Pull out each line from the rows below that contains the word "pole". Treat uppercase and lowercase as different.

[Pointing dataset records]
** START **

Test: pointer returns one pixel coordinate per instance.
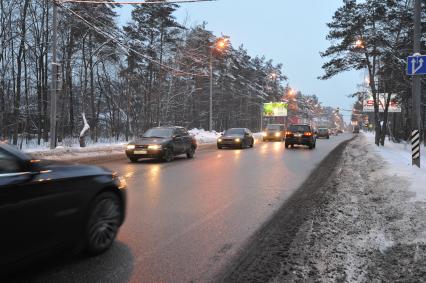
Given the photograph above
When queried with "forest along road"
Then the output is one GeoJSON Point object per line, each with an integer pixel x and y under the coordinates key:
{"type": "Point", "coordinates": [187, 219]}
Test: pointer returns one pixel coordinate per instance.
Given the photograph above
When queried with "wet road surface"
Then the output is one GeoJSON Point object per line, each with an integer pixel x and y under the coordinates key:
{"type": "Point", "coordinates": [186, 219]}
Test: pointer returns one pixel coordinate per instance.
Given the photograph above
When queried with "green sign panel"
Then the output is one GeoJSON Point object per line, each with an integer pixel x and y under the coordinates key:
{"type": "Point", "coordinates": [275, 109]}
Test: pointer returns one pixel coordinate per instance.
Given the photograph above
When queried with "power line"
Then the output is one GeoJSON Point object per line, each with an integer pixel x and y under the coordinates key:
{"type": "Point", "coordinates": [127, 48]}
{"type": "Point", "coordinates": [130, 3]}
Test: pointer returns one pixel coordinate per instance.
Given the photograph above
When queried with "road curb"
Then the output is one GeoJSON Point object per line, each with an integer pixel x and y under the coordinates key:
{"type": "Point", "coordinates": [249, 264]}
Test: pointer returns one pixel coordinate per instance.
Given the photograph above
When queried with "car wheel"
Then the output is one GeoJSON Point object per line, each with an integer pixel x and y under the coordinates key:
{"type": "Point", "coordinates": [103, 224]}
{"type": "Point", "coordinates": [190, 153]}
{"type": "Point", "coordinates": [168, 155]}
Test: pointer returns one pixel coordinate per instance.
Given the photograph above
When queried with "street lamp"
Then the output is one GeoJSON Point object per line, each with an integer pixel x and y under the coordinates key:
{"type": "Point", "coordinates": [359, 44]}
{"type": "Point", "coordinates": [220, 45]}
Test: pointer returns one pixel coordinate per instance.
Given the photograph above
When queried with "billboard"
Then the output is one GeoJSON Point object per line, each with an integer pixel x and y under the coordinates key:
{"type": "Point", "coordinates": [394, 107]}
{"type": "Point", "coordinates": [275, 109]}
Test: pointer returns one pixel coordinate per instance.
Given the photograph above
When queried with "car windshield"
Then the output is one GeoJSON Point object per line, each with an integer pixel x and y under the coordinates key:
{"type": "Point", "coordinates": [273, 127]}
{"type": "Point", "coordinates": [158, 133]}
{"type": "Point", "coordinates": [234, 132]}
{"type": "Point", "coordinates": [300, 128]}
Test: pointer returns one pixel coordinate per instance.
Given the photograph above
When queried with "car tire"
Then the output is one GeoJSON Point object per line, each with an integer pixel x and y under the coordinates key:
{"type": "Point", "coordinates": [190, 153]}
{"type": "Point", "coordinates": [103, 223]}
{"type": "Point", "coordinates": [168, 155]}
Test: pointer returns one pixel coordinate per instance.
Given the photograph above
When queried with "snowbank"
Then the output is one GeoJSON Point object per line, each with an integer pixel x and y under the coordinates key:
{"type": "Point", "coordinates": [398, 157]}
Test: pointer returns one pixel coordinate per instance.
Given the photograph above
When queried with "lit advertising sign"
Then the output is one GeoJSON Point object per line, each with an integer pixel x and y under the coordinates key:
{"type": "Point", "coordinates": [394, 107]}
{"type": "Point", "coordinates": [275, 109]}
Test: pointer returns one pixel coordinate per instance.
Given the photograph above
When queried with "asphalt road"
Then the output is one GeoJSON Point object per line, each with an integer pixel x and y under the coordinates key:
{"type": "Point", "coordinates": [186, 219]}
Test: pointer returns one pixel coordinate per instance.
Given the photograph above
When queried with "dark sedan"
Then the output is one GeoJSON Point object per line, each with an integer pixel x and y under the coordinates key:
{"type": "Point", "coordinates": [274, 132]}
{"type": "Point", "coordinates": [49, 206]}
{"type": "Point", "coordinates": [237, 137]}
{"type": "Point", "coordinates": [162, 143]}
{"type": "Point", "coordinates": [300, 135]}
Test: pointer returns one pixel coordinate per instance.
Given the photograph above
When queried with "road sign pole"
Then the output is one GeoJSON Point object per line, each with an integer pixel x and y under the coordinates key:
{"type": "Point", "coordinates": [54, 78]}
{"type": "Point", "coordinates": [415, 119]}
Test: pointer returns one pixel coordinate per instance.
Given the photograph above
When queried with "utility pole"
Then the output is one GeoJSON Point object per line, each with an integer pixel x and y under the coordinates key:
{"type": "Point", "coordinates": [416, 118]}
{"type": "Point", "coordinates": [54, 82]}
{"type": "Point", "coordinates": [211, 92]}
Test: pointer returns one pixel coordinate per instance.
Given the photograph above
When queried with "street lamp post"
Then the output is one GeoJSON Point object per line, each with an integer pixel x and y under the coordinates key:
{"type": "Point", "coordinates": [211, 93]}
{"type": "Point", "coordinates": [219, 45]}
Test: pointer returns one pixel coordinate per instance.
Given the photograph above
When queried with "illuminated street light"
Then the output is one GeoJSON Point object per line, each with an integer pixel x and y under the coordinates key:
{"type": "Point", "coordinates": [220, 45]}
{"type": "Point", "coordinates": [359, 43]}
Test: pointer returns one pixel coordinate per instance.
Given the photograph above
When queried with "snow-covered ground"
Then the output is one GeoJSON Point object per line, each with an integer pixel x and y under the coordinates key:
{"type": "Point", "coordinates": [70, 150]}
{"type": "Point", "coordinates": [204, 137]}
{"type": "Point", "coordinates": [365, 223]}
{"type": "Point", "coordinates": [398, 157]}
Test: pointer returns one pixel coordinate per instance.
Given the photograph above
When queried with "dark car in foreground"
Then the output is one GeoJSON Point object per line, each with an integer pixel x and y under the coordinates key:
{"type": "Point", "coordinates": [162, 143]}
{"type": "Point", "coordinates": [274, 132]}
{"type": "Point", "coordinates": [323, 133]}
{"type": "Point", "coordinates": [300, 135]}
{"type": "Point", "coordinates": [236, 138]}
{"type": "Point", "coordinates": [48, 206]}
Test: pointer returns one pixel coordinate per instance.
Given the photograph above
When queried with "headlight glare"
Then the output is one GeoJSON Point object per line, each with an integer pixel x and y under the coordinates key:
{"type": "Point", "coordinates": [155, 147]}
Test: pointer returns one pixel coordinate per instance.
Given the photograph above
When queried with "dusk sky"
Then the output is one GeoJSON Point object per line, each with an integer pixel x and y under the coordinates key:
{"type": "Point", "coordinates": [287, 31]}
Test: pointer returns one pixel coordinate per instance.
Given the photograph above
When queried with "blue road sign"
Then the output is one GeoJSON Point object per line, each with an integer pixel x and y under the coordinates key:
{"type": "Point", "coordinates": [416, 65]}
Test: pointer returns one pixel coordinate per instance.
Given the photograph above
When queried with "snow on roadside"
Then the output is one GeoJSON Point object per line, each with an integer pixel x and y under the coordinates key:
{"type": "Point", "coordinates": [104, 148]}
{"type": "Point", "coordinates": [72, 150]}
{"type": "Point", "coordinates": [398, 157]}
{"type": "Point", "coordinates": [204, 137]}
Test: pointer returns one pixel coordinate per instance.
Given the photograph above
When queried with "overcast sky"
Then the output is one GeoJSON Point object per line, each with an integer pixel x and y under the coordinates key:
{"type": "Point", "coordinates": [291, 32]}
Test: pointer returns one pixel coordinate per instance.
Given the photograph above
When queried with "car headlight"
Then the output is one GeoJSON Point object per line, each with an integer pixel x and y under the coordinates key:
{"type": "Point", "coordinates": [155, 147]}
{"type": "Point", "coordinates": [119, 181]}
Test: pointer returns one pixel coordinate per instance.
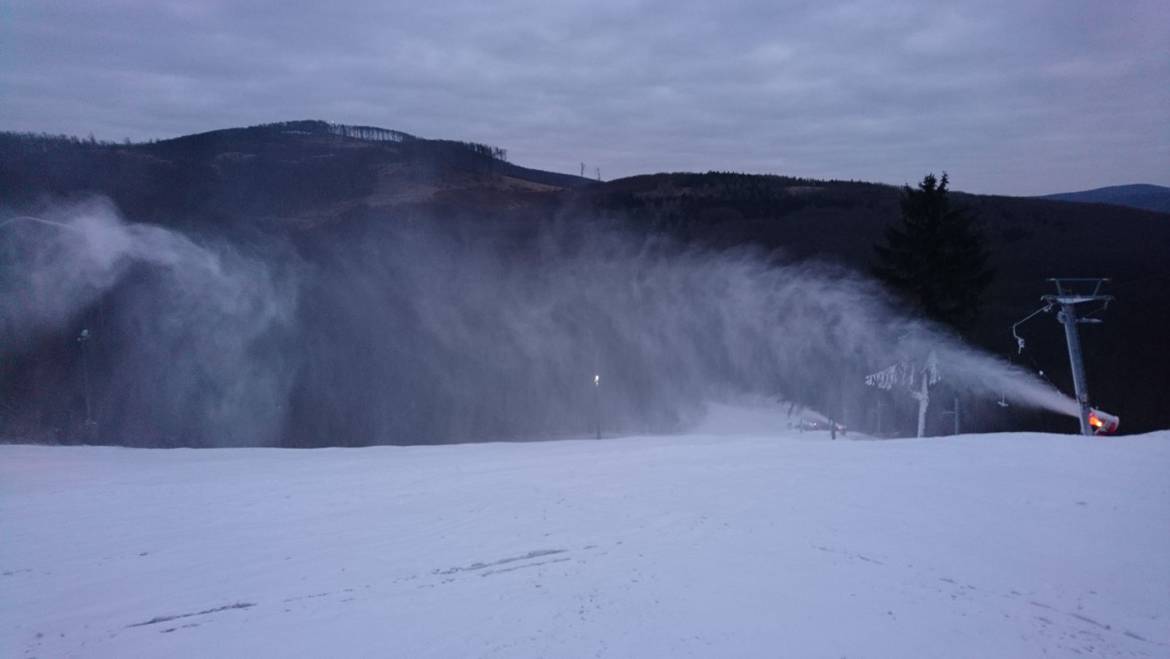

** END **

RESULT FOR THIS EXERCISE -
When queried with "road sign pole"
When queried with "utility pole"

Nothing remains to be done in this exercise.